What you have to do:
Your answer should give again, exactly, the lines from the beginning of the entries below through the line containing "Target: sofa armrest". It must contain no pictures.

:: Records provided

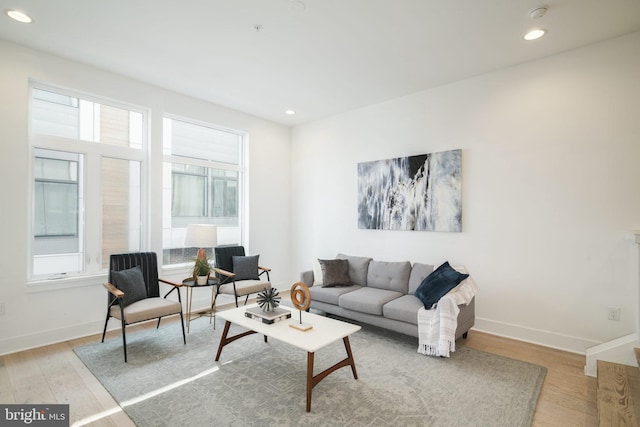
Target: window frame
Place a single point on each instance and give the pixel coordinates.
(91, 216)
(241, 169)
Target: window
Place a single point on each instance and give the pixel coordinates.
(88, 160)
(203, 171)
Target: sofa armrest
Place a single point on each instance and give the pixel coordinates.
(307, 277)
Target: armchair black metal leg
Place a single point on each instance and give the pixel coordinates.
(184, 336)
(235, 293)
(124, 340)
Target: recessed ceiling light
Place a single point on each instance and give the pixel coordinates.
(19, 16)
(534, 34)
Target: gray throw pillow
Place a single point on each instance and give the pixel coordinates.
(131, 283)
(245, 267)
(335, 272)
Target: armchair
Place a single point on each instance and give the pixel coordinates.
(134, 293)
(239, 275)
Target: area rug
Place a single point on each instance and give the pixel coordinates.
(167, 383)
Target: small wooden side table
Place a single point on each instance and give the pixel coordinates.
(191, 284)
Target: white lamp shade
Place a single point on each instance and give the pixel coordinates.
(201, 236)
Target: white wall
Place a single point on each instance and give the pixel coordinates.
(34, 318)
(550, 187)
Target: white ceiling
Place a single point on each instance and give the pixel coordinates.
(317, 57)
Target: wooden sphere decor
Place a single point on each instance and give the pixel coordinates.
(300, 296)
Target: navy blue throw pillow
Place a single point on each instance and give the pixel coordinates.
(438, 284)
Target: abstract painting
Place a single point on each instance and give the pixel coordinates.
(422, 193)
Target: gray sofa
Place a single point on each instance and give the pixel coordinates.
(381, 295)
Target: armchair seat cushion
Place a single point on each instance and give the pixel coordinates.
(367, 300)
(244, 287)
(146, 309)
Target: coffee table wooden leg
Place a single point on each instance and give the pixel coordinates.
(350, 358)
(312, 380)
(224, 340)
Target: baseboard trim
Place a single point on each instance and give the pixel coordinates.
(83, 330)
(619, 350)
(534, 336)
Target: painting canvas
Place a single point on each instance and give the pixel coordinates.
(422, 193)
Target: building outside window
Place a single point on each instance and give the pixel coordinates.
(88, 161)
(203, 175)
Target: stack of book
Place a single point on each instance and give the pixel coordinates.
(268, 317)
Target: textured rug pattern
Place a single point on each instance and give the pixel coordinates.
(258, 384)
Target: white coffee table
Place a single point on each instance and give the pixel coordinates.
(325, 331)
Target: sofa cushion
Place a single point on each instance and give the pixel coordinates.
(438, 284)
(131, 282)
(367, 300)
(418, 273)
(404, 309)
(332, 294)
(392, 276)
(358, 268)
(335, 272)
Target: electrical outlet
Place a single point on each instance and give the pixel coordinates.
(613, 313)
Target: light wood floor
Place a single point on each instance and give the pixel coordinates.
(53, 374)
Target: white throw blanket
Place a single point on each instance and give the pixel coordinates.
(437, 327)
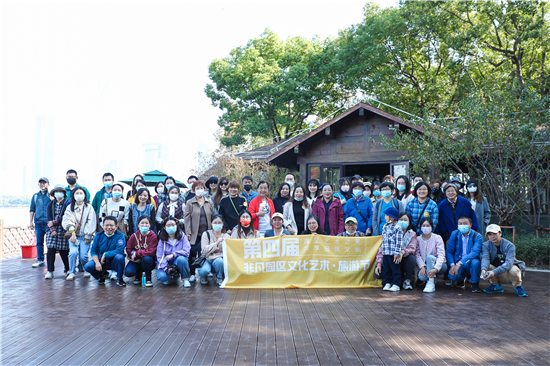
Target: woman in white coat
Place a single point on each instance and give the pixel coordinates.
(296, 211)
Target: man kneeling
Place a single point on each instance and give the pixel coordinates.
(499, 264)
(463, 252)
(108, 245)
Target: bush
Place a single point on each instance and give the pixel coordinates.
(535, 252)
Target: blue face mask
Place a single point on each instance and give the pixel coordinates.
(463, 228)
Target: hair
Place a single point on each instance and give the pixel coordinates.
(410, 219)
(417, 187)
(280, 189)
(112, 218)
(264, 182)
(305, 201)
(218, 216)
(319, 228)
(73, 201)
(407, 191)
(424, 219)
(163, 235)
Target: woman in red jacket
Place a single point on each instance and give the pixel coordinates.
(141, 249)
(261, 208)
(329, 210)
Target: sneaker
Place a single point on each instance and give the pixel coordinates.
(394, 288)
(430, 287)
(520, 291)
(38, 264)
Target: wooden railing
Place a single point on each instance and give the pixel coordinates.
(12, 237)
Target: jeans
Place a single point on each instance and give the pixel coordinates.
(183, 266)
(472, 269)
(40, 231)
(430, 264)
(146, 265)
(207, 267)
(81, 249)
(115, 263)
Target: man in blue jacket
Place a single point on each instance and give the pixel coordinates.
(107, 252)
(39, 218)
(463, 253)
(360, 208)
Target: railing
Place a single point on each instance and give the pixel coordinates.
(13, 237)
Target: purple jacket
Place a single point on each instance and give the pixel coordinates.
(335, 215)
(182, 248)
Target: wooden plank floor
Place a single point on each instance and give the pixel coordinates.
(79, 323)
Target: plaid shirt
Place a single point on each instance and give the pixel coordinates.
(414, 208)
(392, 239)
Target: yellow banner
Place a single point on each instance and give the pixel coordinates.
(315, 261)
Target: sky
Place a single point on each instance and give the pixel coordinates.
(85, 84)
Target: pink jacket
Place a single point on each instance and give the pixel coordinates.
(434, 247)
(409, 249)
(335, 214)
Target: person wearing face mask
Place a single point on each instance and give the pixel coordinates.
(141, 250)
(480, 205)
(430, 255)
(282, 197)
(463, 255)
(296, 211)
(104, 192)
(198, 219)
(80, 221)
(360, 208)
(107, 253)
(212, 249)
(450, 209)
(55, 235)
(387, 201)
(245, 229)
(72, 181)
(408, 249)
(39, 218)
(172, 250)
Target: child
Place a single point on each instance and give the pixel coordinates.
(392, 238)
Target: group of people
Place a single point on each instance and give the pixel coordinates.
(181, 233)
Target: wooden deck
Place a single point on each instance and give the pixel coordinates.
(79, 323)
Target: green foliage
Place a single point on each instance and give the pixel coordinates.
(533, 251)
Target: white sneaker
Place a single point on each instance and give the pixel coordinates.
(394, 288)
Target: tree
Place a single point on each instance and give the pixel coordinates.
(269, 88)
(503, 141)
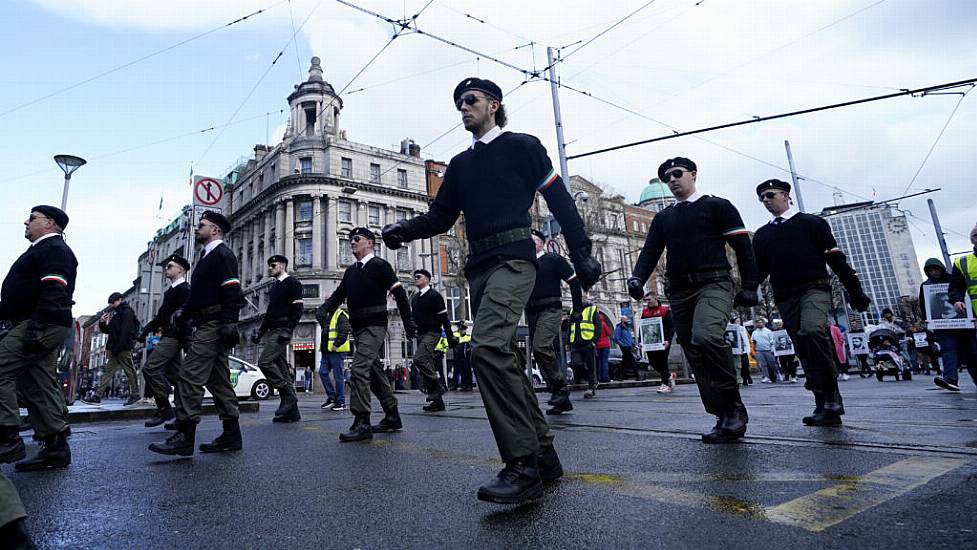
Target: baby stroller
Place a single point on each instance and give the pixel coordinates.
(884, 347)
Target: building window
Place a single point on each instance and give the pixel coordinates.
(345, 211)
(303, 249)
(304, 211)
(345, 254)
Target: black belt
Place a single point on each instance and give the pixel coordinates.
(499, 239)
(699, 278)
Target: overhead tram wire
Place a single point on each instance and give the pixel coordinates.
(258, 83)
(923, 91)
(135, 61)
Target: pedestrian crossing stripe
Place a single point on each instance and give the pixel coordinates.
(53, 278)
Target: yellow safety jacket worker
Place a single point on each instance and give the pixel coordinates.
(334, 332)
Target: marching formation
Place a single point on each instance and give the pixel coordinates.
(492, 184)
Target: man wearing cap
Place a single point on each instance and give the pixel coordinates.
(212, 308)
(696, 231)
(431, 317)
(494, 183)
(793, 249)
(120, 326)
(284, 312)
(35, 304)
(163, 366)
(544, 313)
(364, 288)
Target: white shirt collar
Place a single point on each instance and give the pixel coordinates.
(788, 214)
(488, 137)
(211, 246)
(42, 237)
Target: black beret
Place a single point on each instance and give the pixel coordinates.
(218, 219)
(178, 260)
(362, 231)
(54, 213)
(773, 184)
(480, 84)
(680, 162)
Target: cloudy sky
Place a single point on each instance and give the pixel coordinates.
(131, 84)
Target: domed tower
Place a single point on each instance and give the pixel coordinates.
(314, 107)
(657, 196)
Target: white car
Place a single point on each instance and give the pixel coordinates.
(247, 380)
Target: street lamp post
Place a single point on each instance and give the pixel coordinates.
(68, 163)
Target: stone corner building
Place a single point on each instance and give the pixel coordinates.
(300, 198)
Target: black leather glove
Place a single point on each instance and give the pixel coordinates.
(228, 335)
(859, 300)
(394, 234)
(32, 337)
(745, 298)
(636, 289)
(588, 271)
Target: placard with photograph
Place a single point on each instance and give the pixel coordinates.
(782, 344)
(652, 334)
(940, 312)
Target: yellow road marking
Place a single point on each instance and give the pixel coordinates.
(833, 505)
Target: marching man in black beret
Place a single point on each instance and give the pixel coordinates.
(212, 307)
(35, 309)
(163, 366)
(494, 183)
(696, 231)
(793, 249)
(364, 288)
(284, 312)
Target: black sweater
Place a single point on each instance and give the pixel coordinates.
(795, 252)
(215, 282)
(553, 268)
(367, 287)
(495, 187)
(285, 305)
(430, 313)
(173, 299)
(696, 235)
(40, 284)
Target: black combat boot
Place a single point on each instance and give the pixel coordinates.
(161, 416)
(560, 402)
(436, 405)
(359, 431)
(548, 463)
(12, 446)
(518, 482)
(180, 443)
(54, 453)
(390, 422)
(228, 440)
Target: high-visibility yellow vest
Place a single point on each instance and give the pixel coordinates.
(334, 332)
(586, 327)
(968, 266)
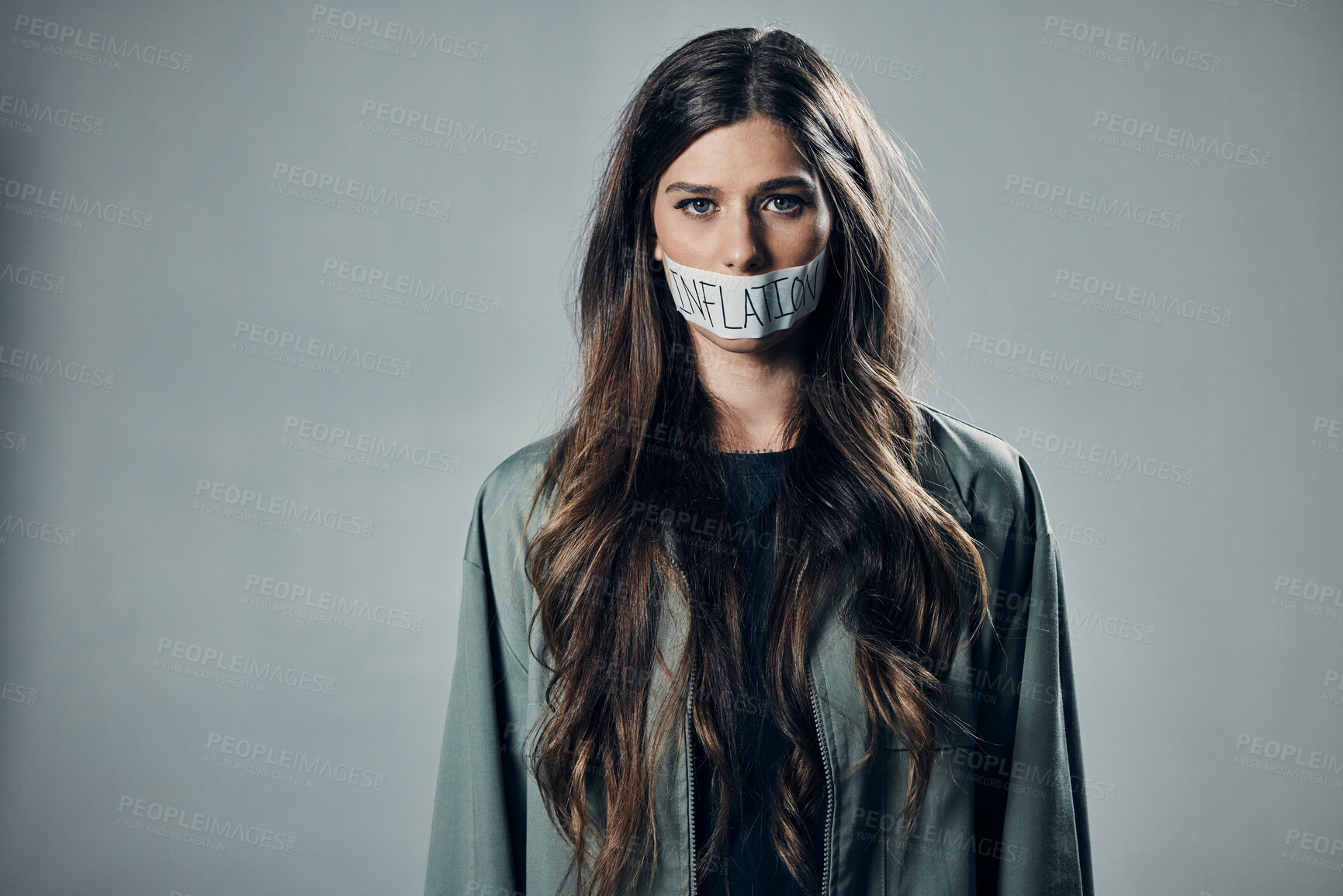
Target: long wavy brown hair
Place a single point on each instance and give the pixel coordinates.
(642, 434)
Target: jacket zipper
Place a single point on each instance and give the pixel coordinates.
(689, 766)
(830, 793)
(689, 746)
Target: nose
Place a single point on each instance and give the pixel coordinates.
(740, 249)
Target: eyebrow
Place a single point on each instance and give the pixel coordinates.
(778, 183)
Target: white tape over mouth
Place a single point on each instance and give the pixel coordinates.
(747, 306)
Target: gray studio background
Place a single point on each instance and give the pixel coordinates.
(244, 415)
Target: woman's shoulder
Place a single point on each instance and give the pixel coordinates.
(982, 469)
(516, 477)
(504, 499)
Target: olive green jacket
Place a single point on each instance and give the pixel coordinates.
(1005, 811)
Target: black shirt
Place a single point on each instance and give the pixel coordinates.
(751, 863)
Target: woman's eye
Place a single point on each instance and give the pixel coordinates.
(694, 202)
(795, 200)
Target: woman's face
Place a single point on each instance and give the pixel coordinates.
(742, 200)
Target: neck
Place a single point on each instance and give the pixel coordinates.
(756, 390)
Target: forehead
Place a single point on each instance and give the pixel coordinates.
(739, 155)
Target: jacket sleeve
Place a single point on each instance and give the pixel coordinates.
(1045, 825)
(477, 839)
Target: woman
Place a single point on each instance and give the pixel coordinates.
(727, 628)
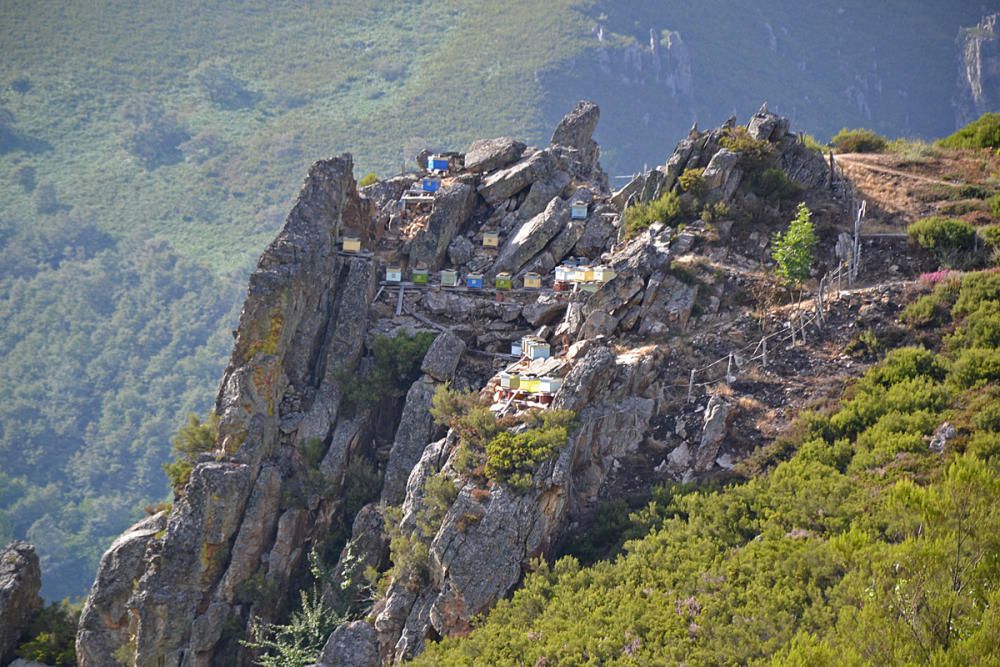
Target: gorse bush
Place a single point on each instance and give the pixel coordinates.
(51, 635)
(981, 133)
(792, 249)
(512, 457)
(949, 238)
(934, 308)
(692, 181)
(639, 217)
(858, 141)
(994, 204)
(754, 153)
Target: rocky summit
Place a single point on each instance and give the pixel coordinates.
(527, 313)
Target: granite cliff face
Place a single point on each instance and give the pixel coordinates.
(978, 70)
(181, 588)
(20, 581)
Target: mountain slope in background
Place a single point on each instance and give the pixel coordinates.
(148, 150)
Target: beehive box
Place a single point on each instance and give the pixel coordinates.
(449, 278)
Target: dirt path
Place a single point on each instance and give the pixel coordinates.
(864, 161)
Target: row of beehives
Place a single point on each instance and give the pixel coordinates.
(589, 278)
(514, 383)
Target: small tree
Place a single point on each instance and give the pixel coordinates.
(793, 248)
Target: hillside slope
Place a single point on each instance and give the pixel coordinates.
(147, 150)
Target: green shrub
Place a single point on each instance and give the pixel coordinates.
(994, 204)
(973, 191)
(975, 367)
(396, 365)
(858, 141)
(773, 182)
(905, 363)
(196, 437)
(942, 235)
(639, 217)
(934, 308)
(513, 457)
(810, 142)
(976, 288)
(981, 133)
(981, 328)
(792, 250)
(962, 207)
(693, 182)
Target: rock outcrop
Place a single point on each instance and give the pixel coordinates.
(20, 581)
(978, 90)
(104, 622)
(303, 459)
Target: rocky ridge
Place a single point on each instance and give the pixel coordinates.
(181, 588)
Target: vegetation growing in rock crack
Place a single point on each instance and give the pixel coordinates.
(395, 365)
(792, 250)
(638, 217)
(506, 450)
(196, 437)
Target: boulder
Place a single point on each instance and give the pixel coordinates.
(631, 189)
(506, 183)
(596, 234)
(460, 251)
(487, 155)
(713, 432)
(443, 356)
(532, 237)
(576, 131)
(20, 581)
(723, 174)
(541, 193)
(352, 644)
(453, 205)
(416, 427)
(369, 547)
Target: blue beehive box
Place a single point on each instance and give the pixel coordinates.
(438, 163)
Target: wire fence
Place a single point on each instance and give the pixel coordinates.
(830, 287)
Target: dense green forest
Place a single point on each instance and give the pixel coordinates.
(871, 535)
(149, 151)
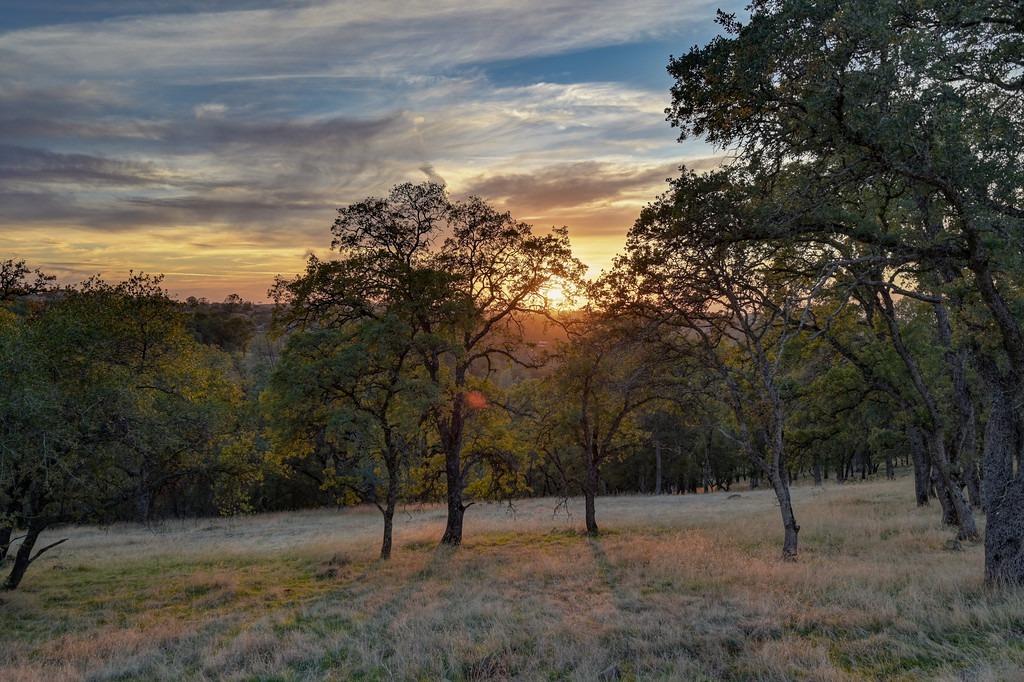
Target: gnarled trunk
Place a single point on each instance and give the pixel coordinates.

::::

Exercise result:
Target: window frame
Place a single point on each instance and give the pixel coordinates.
(91, 216)
(241, 169)
Target: window
Place a single point on each instance and give the pixel coordinates.
(88, 160)
(203, 171)
Target: sofa armrest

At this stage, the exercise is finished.